__EXERCISE AIM__: Print, exactly as given, each line of the data from the line containing "of the paved" up to and including its last line.

__SOURCE DATA__:
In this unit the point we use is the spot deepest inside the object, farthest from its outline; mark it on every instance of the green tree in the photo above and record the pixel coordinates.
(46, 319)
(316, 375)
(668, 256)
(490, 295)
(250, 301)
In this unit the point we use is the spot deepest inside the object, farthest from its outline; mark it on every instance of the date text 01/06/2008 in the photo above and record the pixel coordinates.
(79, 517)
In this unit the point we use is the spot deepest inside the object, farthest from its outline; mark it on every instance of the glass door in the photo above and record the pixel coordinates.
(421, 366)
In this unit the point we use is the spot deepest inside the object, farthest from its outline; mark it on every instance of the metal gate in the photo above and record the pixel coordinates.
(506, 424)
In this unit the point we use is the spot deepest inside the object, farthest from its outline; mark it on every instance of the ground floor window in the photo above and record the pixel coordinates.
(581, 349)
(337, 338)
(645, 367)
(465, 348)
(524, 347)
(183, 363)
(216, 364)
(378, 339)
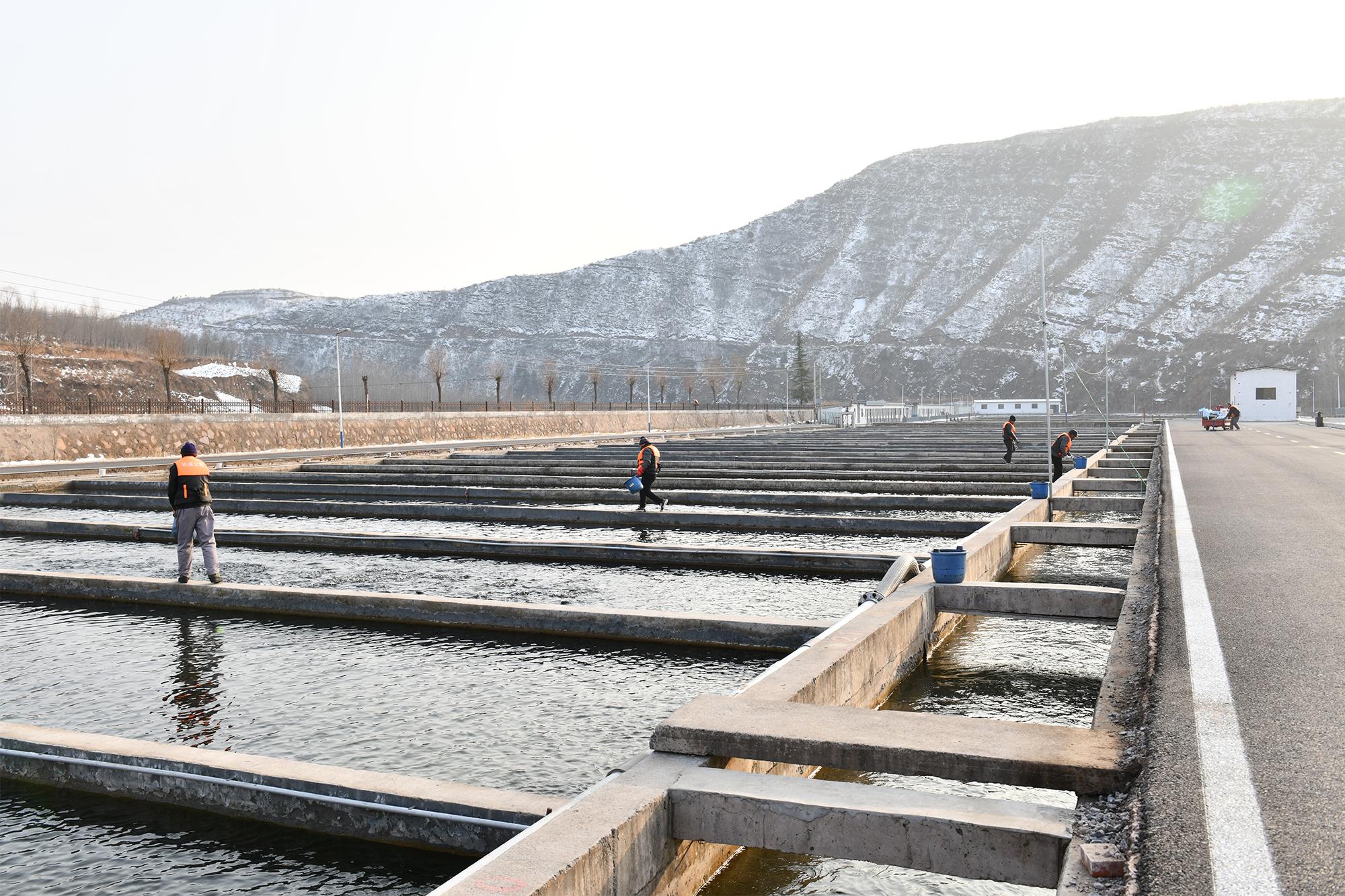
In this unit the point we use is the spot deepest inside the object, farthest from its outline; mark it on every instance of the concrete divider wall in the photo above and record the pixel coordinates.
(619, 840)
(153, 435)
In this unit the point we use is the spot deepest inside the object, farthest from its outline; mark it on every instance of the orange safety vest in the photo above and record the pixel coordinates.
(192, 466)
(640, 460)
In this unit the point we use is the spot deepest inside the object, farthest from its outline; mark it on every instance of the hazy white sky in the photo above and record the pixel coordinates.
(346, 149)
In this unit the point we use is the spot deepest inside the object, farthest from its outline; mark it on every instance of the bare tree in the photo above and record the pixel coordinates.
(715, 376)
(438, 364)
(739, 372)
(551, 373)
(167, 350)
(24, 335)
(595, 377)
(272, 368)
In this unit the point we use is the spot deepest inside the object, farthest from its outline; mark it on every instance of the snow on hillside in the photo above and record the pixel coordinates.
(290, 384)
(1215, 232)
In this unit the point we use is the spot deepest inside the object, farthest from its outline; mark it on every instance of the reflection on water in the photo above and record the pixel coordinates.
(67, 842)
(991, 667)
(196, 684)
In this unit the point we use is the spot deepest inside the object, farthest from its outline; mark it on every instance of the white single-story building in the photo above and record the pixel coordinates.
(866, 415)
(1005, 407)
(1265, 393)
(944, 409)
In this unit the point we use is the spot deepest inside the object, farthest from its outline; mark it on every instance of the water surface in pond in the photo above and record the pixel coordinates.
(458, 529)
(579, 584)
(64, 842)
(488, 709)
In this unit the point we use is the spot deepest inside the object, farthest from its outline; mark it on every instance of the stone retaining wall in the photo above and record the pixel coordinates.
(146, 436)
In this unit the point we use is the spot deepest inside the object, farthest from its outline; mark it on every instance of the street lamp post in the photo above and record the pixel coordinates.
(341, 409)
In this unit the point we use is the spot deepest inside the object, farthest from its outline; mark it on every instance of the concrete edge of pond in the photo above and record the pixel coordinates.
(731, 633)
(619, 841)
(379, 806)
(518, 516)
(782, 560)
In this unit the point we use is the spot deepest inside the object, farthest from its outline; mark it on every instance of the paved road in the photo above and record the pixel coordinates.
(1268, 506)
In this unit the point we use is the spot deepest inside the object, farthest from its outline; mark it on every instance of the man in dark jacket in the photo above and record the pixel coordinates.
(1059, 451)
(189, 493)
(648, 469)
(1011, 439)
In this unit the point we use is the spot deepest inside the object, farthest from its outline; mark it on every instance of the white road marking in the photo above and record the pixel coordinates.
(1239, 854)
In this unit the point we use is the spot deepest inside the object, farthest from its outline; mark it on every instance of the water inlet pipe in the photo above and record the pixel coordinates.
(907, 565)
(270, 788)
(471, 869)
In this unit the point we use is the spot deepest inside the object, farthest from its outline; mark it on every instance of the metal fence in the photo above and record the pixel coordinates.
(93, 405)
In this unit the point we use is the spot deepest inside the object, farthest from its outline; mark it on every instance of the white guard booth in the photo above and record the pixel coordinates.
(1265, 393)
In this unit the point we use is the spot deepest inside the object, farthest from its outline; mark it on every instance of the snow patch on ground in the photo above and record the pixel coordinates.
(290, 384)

__SOLUTION__:
In this unit the point we use is the spot deepest inside the object, farthest from its outline; mark it on every instance of the paved road in the photo above and record the pixel coordinates.
(1268, 506)
In this unit the point we use is the spot deepest inside the object, farthest from its outline; mark it on every instance of the man in dark jacket in the photo above and record the pixel coordinates.
(1059, 451)
(189, 493)
(648, 469)
(1011, 439)
In this unit the point we use is the spot deepest inside the object, farthest from its outline; mark it on every instance of the white road marking in the photo above and record the pixel coordinates.
(1239, 854)
In this unit the point we use is the spot deepest inside the object, farthest from its outline; mark it on every instance of the water inlet pipe in the photo above and record the pixel coordinates.
(907, 565)
(270, 788)
(471, 869)
In this unit the point we use is the spot deepest inside the object, farthest from its outline; mark it on every instance of the metal fence in the photo above and record the pixel coordinates.
(93, 405)
In this unit the point we use is the spot deepest inside the object, farthest from its outline; mark it on every instance of the white guard booth in the photo above and record the pixel coordinates.
(1265, 393)
In this unit the point we use is the spot deepest inside the object, farthest from its outline; mark it on every instance of the snow patch on ground in the photo above and record the pixel coordinates.
(290, 384)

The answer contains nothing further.